§ Seçilmiş Metin
===============

Göz küresini dıştan ve göz kapağını içten saran ince ve saydam bir doku olan konjunktivanın iltihaplanmasına konjunktivit denir. Buna genellikle bir virüs ya da bakteri sebep olur. İltihaplanma olduğunda dokuda kılcal kan damarları belirginleşeceğinden normalde beyaz görünen konjunktiva pembe renk alır. Bu duruma pembe göz adı verilir.
Konjunktivite gereken önem verilmeli, hastalar sorunları artmadan göz doktoruna muayene olmalıdır. Pembe göz enfeksiyon kökenli olduğundan kolay bulaşır ve sağlam bireylere yayılır. Etkilenen kişilerin gözleri tam iyileşinceye kadar iş yerlerinden veya okullarından uzak kalmaları gerekir. Bu halk sağlığı açısından önemlidir.

===============

§ Veri kümesi öğeleri
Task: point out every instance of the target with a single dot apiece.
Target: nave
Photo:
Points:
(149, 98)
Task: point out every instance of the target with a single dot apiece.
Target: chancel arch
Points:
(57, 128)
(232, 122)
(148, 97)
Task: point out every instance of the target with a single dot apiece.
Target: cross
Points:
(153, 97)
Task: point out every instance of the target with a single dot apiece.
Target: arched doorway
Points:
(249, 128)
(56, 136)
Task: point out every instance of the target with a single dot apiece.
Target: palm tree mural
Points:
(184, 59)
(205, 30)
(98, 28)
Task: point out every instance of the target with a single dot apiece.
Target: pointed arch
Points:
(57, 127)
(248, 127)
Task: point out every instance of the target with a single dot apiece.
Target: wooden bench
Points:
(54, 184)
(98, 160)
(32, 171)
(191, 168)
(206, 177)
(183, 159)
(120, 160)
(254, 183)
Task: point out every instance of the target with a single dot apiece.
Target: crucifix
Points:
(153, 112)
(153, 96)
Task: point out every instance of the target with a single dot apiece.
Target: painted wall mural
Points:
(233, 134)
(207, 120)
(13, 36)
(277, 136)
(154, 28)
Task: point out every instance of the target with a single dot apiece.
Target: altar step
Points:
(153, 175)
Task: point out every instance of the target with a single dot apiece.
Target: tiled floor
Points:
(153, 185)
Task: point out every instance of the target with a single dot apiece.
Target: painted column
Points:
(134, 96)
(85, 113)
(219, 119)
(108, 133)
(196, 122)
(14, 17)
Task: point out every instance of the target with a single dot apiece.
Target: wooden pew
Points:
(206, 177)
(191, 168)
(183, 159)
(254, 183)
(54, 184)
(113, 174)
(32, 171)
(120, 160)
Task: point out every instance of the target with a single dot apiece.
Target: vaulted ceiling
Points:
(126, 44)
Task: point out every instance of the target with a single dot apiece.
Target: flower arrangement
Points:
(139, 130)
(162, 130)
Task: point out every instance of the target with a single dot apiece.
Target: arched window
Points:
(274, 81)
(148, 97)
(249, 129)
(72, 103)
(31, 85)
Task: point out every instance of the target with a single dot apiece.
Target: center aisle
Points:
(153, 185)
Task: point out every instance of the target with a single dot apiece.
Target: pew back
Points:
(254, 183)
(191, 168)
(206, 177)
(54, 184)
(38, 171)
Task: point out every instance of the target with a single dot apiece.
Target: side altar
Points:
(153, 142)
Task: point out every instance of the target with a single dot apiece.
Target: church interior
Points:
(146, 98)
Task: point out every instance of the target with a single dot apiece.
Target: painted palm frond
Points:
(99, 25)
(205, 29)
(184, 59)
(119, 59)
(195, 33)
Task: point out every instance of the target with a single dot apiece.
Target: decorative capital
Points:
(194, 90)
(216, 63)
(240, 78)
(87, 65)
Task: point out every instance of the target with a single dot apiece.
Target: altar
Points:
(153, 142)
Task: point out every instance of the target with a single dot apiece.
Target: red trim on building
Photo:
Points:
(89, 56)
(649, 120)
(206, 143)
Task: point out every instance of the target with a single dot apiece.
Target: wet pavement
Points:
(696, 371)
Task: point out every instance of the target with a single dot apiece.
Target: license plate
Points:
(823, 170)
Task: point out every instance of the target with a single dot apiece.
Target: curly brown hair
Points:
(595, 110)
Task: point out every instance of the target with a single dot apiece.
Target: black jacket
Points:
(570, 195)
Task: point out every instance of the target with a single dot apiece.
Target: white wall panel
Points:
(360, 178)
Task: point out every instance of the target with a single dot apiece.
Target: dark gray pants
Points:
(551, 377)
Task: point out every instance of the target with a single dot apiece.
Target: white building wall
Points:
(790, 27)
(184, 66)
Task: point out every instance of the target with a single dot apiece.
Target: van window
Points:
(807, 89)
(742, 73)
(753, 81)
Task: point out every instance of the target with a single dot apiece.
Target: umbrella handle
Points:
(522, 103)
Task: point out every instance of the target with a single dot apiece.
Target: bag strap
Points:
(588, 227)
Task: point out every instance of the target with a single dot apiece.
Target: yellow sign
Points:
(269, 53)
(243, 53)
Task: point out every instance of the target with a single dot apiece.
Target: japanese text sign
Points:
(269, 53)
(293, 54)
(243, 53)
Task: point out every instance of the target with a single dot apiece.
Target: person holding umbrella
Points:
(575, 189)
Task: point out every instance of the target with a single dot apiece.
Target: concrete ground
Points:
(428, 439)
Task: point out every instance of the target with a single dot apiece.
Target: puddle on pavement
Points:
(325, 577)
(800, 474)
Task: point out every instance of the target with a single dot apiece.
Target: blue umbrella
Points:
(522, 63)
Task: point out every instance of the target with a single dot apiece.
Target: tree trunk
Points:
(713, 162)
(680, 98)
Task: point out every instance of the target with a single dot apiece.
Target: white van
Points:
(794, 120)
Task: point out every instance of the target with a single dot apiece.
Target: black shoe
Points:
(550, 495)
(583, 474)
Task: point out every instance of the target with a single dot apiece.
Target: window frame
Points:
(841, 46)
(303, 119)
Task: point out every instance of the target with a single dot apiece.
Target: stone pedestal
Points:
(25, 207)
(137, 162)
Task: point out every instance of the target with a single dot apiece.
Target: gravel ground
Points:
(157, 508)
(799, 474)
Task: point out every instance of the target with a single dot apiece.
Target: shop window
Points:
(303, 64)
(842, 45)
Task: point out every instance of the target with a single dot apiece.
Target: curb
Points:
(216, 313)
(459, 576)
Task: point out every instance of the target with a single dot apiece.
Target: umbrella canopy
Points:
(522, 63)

===============

§ Etkinlik
Konjunktivit metnine dayanarak aşağıdaki soruları yanıtlayınız.
(a) Konjunktivite genellikle ne sebep olur?
(b) İltihaplanma olduğunda konjunktiva neden pembe renk alır?
(c) Pembe gözden etkilenen kişiler ne zamana kadar iş yerlerinden veya okullarından uzak kalmalıdır?

§ Yazılı Yanıt
(a) Genellikle bir virüs ya da bakteri sebep olur.
(b) Dokudaki kılcal kan damarları belirginleştiği için pembe renk alır.
(c) Gözleri tam iyileşinceye kadar uzak kalmalıdır.